**Provided passage**

[Begin]

11. During the aforementioned period, any persons, entities or bodies concerned may make as many comments as they deem appropriate or ask to examine the project file and technical documentation, or any such part thereof as may be agreed. Any comments shall be sent to the applicant for a response, which shall be transmitted to the relevant processing unit within a maximum period of 15 days.

12. At the same time as the public disclosure process, the unit responsible for processing [the application] shall hold hearings and consultations with the relevant public authorities and the stakeholders. At a minimum, it shall request the mandatory reports required for the environmental assessment and give the relevant municipalities an opportunity to be heard. …

15. The unit responsible for processing [the application] shall send the developer the reports and comments received for its consent and/or consideration in the drafting of the implementation plan and the environmental impact study, so that it may make the amendments and adjustments necessary to each of those documents. The developer shall have a maximum period of one month to submit the final documents required to continue the procedure …’

17 Article 34(1) of Law 8/2009 provides that ‘once the development consent procedure has been completed and the applicant has provided proof of access to the transmission or distribution grid, as appropriate, and proof of acquisition of a connection point to one of those grids, the directorate-general competent in matters of energy shall issue a decision on the grant of prior administrative authorisation for the wind farm and the issue of a permit for its construction within a maximum period of two months from the date on which the body responsible for adjudicating on the procedure receives all documentation’.

The dispute in the main proceedings and the questions referred for a preliminary ruling

18 On 22 December 2017, Eurus Desarrollos Renovables SLU applied, in its capacity as a developer, to the authorities of the Autonomous Community of Galicia for the grant of a prior administrative authorisation and the issue of a permit for the construction of the ‘A Raña III’ wind farm project, situated in the municipal district of Mazaricos (Spain). Accompanying the application were various documents, including an environmental impact assessment of the project in question, as required by Article 35 of Law 21/2013.

[End]

**Set exercise 1**
Please return every line of the records below that contains the word "lake".

**Stored records**
[Begin]

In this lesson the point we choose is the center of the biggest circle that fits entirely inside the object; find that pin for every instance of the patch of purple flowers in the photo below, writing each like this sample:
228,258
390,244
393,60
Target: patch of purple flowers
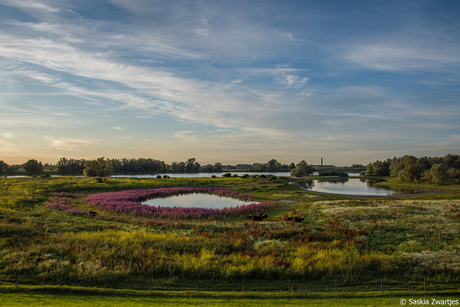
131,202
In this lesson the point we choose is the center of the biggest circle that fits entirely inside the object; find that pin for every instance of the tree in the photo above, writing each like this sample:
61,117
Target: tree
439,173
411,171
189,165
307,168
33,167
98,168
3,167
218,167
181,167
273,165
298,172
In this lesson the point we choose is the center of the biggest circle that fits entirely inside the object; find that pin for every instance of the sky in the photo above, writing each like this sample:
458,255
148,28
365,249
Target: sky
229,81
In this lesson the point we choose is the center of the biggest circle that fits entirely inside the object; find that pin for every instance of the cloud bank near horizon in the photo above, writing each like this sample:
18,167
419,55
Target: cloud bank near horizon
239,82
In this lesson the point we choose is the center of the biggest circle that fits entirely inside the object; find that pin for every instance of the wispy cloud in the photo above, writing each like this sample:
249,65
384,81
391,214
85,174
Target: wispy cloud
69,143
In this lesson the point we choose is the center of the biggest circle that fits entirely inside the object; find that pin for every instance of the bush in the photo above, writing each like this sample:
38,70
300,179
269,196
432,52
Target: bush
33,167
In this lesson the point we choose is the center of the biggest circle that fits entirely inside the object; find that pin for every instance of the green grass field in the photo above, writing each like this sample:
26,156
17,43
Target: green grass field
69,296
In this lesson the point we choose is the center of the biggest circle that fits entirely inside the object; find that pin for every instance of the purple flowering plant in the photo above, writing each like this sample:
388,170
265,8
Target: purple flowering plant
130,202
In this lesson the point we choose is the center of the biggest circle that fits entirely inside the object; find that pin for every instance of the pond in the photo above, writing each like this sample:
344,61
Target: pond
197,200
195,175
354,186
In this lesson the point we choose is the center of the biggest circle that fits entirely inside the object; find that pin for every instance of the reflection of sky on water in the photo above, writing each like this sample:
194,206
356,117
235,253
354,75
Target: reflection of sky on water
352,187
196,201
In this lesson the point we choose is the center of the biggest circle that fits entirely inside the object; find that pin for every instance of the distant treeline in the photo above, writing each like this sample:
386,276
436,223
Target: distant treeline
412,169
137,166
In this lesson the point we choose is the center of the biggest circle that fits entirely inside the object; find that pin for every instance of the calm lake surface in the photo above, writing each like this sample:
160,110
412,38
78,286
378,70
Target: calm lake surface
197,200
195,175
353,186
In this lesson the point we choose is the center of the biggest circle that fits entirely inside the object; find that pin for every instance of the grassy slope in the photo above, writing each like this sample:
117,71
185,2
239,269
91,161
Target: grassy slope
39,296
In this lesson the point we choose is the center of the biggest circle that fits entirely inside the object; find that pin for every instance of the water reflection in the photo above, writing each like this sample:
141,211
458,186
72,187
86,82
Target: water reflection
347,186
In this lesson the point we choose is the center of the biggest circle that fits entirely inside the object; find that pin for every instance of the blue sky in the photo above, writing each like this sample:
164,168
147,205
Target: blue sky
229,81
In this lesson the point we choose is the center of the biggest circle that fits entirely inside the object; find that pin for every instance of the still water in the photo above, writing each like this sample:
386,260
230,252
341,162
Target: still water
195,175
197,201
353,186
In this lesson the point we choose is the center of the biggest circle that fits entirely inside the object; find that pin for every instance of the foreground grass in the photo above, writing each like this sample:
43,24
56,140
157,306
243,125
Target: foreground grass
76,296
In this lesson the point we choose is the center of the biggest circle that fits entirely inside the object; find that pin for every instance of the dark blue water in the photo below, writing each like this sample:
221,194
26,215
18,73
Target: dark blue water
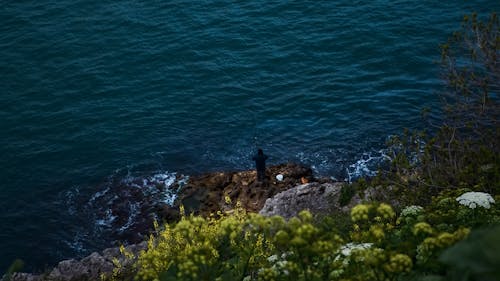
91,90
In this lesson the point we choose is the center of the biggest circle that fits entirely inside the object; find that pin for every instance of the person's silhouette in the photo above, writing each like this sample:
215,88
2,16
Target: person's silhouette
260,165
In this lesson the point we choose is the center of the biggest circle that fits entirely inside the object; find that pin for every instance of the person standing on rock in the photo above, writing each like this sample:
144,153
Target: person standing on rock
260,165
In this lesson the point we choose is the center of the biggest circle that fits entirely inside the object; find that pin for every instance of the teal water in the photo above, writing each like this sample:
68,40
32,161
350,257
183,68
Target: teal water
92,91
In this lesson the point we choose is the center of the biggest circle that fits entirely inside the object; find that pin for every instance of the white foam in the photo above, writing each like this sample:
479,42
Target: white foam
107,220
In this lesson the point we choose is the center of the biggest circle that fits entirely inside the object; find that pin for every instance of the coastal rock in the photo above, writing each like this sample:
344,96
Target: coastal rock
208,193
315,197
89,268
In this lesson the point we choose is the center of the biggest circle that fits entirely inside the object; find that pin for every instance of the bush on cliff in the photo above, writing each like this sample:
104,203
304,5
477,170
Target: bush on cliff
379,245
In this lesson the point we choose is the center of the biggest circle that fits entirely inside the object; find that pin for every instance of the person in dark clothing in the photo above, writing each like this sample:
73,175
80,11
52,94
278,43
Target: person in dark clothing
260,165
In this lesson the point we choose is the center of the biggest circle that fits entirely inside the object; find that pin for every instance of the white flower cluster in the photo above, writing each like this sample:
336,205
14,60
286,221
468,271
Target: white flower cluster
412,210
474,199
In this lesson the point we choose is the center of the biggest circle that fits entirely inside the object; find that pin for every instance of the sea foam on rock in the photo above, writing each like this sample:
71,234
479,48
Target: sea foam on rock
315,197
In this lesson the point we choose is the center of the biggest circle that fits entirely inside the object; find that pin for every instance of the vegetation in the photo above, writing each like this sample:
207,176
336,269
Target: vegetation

[End]

**Set exercise 2**
Answer these questions from the wind farm passage above:
(a) Within what maximum period must the applicant's response to comments be transmitted to the relevant processing unit?
(b) How long does the developer have at most to submit the final documents required to continue the procedure?
(c) On what date did Eurus Desarrollos Renovables SLU apply for the prior administrative authorisation?

**Output 1**
In this lesson the point we choose is the center of the biggest circle that fits entirely inside the object; find that pin for every instance of the calm lake surface in the photo above, writing each like this sample:
Target: calm lake surface

**Output 2**
(a) 15 days
(b) One month
(c) 22 December 2017